§ Records for the task:
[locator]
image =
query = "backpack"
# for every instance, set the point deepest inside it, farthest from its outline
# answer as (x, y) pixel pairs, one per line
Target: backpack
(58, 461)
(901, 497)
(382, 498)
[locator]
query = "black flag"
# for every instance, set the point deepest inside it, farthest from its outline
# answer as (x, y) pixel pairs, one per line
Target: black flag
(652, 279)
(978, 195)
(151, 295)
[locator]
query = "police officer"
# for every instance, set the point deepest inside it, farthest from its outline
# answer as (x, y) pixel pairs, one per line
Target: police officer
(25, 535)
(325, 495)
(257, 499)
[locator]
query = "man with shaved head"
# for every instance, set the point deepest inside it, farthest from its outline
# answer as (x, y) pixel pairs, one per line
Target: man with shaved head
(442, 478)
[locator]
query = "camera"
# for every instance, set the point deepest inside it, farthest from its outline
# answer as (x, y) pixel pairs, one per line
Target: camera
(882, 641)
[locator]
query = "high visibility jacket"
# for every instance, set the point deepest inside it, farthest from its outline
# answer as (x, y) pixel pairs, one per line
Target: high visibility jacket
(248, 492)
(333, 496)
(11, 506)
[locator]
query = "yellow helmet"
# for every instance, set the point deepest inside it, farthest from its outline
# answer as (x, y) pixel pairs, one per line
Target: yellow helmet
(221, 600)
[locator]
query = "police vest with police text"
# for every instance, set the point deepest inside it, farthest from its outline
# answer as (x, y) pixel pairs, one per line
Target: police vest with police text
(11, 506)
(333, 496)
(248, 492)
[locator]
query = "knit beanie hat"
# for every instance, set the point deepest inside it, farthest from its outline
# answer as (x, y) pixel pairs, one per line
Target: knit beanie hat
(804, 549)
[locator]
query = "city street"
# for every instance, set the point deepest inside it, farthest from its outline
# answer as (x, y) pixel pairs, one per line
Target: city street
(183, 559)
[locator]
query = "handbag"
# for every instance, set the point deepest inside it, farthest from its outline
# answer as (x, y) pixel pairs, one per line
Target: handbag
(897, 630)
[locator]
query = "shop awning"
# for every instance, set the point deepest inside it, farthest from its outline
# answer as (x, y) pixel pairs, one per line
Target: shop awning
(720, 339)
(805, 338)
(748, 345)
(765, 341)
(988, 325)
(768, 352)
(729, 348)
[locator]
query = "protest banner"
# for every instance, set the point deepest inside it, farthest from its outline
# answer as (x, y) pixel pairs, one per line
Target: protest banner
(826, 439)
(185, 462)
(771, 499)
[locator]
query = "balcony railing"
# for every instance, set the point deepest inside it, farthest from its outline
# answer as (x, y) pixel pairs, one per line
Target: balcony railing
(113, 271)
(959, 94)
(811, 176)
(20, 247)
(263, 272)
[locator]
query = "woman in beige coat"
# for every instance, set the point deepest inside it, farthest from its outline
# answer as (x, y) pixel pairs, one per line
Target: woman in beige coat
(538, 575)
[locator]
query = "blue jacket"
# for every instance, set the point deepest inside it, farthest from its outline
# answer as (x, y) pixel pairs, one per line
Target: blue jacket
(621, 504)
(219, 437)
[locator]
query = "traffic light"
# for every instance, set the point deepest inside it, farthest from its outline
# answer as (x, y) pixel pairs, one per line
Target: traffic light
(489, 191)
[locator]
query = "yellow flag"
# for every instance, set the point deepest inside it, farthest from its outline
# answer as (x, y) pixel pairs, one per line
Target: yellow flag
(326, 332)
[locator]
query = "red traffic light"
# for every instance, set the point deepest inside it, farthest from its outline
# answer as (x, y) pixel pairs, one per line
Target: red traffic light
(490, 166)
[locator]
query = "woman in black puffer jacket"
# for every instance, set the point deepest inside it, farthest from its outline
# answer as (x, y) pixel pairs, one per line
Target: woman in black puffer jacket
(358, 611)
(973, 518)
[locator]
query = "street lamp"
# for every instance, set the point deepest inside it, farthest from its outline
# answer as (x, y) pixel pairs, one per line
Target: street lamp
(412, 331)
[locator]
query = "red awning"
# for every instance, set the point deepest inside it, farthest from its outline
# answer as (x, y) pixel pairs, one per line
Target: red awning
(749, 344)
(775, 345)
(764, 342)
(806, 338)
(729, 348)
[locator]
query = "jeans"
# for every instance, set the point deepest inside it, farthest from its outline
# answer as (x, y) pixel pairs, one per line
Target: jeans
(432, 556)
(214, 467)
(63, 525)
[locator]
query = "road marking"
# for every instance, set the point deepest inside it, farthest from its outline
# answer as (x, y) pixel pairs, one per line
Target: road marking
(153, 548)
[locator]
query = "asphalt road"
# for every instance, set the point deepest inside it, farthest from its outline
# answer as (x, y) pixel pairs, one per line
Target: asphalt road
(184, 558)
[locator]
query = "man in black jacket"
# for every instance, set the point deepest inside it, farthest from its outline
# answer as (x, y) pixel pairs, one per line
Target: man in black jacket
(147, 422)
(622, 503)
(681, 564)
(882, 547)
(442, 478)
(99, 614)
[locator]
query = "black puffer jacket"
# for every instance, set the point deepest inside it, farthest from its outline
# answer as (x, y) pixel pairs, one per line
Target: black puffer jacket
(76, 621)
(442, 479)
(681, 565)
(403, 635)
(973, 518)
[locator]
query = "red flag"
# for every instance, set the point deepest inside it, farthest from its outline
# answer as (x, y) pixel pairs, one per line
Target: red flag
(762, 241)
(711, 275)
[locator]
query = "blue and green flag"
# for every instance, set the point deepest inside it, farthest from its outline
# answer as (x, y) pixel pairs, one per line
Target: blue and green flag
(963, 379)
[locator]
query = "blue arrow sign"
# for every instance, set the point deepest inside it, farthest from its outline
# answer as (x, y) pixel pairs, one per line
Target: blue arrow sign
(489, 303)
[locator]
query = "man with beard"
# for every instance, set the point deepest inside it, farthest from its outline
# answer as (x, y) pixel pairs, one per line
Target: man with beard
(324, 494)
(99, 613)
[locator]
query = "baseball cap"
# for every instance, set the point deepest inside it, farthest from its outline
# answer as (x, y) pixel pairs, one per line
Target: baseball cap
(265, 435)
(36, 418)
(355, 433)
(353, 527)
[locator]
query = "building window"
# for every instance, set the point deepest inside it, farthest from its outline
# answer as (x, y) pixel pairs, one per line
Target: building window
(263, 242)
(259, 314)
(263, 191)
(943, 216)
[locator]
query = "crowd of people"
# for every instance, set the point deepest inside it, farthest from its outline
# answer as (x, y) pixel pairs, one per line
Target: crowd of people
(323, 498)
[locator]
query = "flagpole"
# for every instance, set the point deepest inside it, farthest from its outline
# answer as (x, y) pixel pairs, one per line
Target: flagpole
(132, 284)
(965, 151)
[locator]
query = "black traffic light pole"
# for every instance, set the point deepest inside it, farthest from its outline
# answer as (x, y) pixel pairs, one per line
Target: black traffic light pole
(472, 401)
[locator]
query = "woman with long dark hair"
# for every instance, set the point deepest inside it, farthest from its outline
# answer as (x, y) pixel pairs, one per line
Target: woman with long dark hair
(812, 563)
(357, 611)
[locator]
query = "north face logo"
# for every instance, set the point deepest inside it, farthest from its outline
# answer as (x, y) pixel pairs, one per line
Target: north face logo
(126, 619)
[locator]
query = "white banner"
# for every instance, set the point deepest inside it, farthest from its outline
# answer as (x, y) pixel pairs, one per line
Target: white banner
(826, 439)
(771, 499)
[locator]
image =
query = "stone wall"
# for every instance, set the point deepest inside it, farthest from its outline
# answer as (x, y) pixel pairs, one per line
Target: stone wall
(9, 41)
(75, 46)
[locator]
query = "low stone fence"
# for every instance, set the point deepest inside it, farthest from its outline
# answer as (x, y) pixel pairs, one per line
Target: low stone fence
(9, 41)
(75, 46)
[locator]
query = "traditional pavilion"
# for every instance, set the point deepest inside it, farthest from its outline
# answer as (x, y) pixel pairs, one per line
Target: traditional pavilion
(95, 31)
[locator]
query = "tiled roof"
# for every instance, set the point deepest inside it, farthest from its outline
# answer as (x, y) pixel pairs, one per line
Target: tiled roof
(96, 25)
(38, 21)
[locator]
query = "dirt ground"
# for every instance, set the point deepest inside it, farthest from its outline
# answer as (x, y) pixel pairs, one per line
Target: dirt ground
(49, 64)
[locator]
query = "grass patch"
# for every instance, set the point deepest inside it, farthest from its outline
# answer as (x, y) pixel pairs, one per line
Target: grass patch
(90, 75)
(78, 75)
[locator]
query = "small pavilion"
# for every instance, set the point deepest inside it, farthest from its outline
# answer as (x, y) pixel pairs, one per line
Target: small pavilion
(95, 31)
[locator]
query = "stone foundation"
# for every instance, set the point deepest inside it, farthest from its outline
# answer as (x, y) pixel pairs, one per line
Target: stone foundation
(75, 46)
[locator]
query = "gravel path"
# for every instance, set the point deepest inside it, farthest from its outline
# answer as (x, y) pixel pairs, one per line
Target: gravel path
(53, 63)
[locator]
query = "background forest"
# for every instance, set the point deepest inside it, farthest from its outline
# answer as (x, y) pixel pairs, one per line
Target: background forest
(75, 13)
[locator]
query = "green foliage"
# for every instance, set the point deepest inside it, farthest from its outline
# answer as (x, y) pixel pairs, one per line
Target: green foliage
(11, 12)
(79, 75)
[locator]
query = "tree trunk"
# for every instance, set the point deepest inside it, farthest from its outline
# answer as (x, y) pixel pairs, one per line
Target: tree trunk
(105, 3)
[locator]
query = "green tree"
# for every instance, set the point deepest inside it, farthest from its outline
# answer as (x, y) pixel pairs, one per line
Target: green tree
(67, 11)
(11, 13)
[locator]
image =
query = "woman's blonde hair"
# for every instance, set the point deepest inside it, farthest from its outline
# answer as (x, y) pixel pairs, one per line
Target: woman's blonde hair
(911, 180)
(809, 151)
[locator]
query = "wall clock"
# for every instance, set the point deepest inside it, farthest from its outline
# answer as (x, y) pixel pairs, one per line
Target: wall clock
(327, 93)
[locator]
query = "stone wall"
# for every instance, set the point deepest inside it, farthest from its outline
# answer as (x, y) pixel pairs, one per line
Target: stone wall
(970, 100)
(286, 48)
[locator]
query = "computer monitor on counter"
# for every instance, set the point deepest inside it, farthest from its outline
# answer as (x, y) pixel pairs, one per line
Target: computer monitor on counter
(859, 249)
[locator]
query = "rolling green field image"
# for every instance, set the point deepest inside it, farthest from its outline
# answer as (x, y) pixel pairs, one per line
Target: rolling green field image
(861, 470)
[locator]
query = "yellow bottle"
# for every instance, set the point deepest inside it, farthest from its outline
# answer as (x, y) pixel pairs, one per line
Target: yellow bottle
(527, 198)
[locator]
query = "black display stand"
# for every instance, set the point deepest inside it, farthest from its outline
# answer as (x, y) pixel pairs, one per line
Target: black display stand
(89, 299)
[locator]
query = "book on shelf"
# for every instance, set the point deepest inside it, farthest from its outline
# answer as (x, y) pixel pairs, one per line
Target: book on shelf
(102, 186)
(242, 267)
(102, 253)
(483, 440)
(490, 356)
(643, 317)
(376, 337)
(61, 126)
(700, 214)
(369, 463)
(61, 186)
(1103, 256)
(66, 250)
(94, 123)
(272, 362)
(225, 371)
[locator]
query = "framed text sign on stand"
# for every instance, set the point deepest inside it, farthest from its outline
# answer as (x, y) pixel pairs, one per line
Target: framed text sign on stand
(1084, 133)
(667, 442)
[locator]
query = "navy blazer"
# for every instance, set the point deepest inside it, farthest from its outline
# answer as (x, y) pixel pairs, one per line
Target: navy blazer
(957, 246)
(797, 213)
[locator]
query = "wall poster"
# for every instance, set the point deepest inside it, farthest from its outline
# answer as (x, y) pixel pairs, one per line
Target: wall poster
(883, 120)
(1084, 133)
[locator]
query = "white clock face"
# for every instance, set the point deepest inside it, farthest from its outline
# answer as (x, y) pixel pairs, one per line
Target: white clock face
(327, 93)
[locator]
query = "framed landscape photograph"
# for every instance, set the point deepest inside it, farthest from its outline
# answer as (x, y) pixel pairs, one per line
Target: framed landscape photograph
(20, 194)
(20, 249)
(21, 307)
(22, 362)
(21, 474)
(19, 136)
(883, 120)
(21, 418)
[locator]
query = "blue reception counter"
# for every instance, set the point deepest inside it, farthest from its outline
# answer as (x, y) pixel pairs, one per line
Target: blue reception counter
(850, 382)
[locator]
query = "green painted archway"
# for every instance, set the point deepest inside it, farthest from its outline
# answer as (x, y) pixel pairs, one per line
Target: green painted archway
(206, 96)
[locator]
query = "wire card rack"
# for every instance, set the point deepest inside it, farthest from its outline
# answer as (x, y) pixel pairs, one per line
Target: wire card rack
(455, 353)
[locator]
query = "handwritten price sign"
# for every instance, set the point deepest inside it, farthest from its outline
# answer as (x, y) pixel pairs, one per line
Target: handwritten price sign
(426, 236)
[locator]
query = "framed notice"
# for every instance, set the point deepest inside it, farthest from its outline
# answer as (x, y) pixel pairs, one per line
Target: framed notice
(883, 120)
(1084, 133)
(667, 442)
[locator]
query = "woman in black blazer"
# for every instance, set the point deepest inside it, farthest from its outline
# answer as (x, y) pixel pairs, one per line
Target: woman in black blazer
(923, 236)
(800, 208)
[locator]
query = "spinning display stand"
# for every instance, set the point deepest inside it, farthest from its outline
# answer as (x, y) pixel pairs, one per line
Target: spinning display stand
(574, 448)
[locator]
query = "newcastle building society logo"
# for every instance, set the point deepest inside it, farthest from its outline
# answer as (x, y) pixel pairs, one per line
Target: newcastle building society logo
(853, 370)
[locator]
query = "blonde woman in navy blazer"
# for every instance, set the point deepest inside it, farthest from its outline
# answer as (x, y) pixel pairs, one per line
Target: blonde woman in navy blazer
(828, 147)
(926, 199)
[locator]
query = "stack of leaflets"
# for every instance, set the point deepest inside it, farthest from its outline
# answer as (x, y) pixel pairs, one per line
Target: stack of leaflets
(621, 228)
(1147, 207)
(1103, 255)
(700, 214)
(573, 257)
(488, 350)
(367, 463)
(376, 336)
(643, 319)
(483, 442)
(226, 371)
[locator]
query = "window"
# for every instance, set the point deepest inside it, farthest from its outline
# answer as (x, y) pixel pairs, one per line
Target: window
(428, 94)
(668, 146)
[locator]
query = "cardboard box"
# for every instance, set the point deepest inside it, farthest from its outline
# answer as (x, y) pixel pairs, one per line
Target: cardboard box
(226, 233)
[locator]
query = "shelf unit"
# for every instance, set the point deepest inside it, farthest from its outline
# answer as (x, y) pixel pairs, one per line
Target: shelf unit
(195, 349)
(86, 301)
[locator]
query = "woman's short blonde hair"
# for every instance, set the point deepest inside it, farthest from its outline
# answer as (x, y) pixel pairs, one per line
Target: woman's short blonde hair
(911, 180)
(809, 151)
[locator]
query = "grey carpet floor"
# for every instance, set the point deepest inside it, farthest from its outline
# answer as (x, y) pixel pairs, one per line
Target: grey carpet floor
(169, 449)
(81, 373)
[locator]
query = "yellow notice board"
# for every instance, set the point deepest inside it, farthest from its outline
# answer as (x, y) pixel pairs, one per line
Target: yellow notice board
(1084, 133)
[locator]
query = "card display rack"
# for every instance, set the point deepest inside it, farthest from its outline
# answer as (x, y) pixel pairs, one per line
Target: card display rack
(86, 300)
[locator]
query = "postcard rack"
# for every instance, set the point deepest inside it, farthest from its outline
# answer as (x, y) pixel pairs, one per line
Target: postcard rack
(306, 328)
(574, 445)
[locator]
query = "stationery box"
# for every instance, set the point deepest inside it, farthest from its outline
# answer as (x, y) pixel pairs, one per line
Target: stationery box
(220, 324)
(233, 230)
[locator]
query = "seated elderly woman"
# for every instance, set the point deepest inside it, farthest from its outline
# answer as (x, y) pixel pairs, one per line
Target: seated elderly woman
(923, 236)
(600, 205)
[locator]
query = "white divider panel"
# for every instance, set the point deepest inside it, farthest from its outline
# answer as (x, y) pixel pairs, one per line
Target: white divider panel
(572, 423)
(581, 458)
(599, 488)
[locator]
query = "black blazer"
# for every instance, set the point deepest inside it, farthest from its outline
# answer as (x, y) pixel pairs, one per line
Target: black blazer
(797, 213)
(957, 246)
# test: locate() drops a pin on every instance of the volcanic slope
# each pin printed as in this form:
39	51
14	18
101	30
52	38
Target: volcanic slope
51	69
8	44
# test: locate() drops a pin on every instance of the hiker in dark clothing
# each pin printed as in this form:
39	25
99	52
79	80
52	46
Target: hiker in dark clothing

§ Assignment: Where does the word "hiker" occur in the records? Return every line that holds it.

§ Solution:
# test: locate() drops a pin on every instance of the hiker in dark clothing
Target: hiker in dark clothing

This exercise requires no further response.